* Task directions: Rewrite the items below, replacing "innermost point" with "center point" wherever it appears and keeping everything else the same.

__________________________________________________

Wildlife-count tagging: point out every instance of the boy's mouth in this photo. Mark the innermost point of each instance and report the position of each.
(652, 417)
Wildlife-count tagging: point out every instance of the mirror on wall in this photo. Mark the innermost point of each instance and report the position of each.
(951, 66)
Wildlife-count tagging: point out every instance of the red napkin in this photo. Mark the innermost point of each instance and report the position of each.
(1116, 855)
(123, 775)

__________________________________________________

* Result of the exercise:
Wildlife-count tagging: point out every instance of the boy's mouth in this photo. Mark the center point of each instance and report the position of each.
(652, 417)
Wildlife-count tagging: point out every instance of the mirror on wall in this photo. Mark the center point of each instance and report the position of each.
(951, 66)
Wildlife-count tagging: point out every instance of the red napkin in this photo. Mark the center point of each instance and report the position of each.
(1116, 855)
(123, 775)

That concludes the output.